[MIR2Vec] Add MIR support to triplet generator script #164332

svkeerthy · 2025-10-20T22:59:27Z

Add support for MIR (Machine IR) triplet generation to the triplet gen script.

svkeerthy · 2025-10-20T22:59:55Z

This stack of pull requests is managed by Graphite. Learn more about stacking.

github-actions · 2025-10-20T23:01:12Z

✅ With the latest revision this PR passed the Python code formatter.

llvmbot · 2025-10-20T23:01:18Z

@llvm/pr-subscribers-mlgo

Author: S. VenkataKeerthy (svkeerthy)

Changes

Add support for MIR (Machine IR) triplet generation to the triplet gen script.

Full diff: https://github.com/llvm/llvm-project/pull/164332.diff

1 Files Affected:

(modified) llvm/utils/mlgo-utils/IR2Vec/generateTriplets.py (+112-32)

diff --git a/llvm/utils/mlgo-utils/IR2Vec/generateTriplets.py b/llvm/utils/mlgo-utils/IR2Vec/generateTriplets.py
index 80ac4c61c7871..9c0a241ef24bd 100644
--- a/llvm/utils/mlgo-utils/IR2Vec/generateTriplets.py
+++ b/llvm/utils/mlgo-utils/IR2Vec/generateTriplets.py
@@ -1,14 +1,19 @@
 # Part of the LLVM Project, under the Apache License v2.0 with LLVM Exceptions.

__Raw records__.

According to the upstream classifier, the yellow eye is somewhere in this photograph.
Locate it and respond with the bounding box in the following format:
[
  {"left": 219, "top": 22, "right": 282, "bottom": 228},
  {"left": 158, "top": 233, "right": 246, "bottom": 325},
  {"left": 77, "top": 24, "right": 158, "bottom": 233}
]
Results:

__The exercise__. Pick up the pull request thread on adding MIR support to the triplet generator script and continue it from its last line.

__Output below__.
 # See https://llvm.org/LICENSE.txt for license information.
 # SPDX-License-Identifier: Apache-2.0 WITH LLVM-exception
-"""IR2Vec Triplet Generator
+"""IR2Vec/MIR2Vec Triplet Generator
 
-Generates IR2Vec triplets by applying random optimization levels to LLVM IR files
-and extracting triplets using llvm-ir2vec. Automatically generates preprocessed
-files: entity2id.txt, relation2id.txt, and train2id.txt.
+Generates IR2Vec or MIR2Vec triplets by applying random optimization levels to 
+LLVM IR files (or processing MIR files) and extracting triplets using llvm-ir2vec. 
+Automatically generates preprocessed files (entity2id.txt, relation2id.txt, and 
+train2id.txt) necessary for training IR2Vec or MIR2Vec vocabularies.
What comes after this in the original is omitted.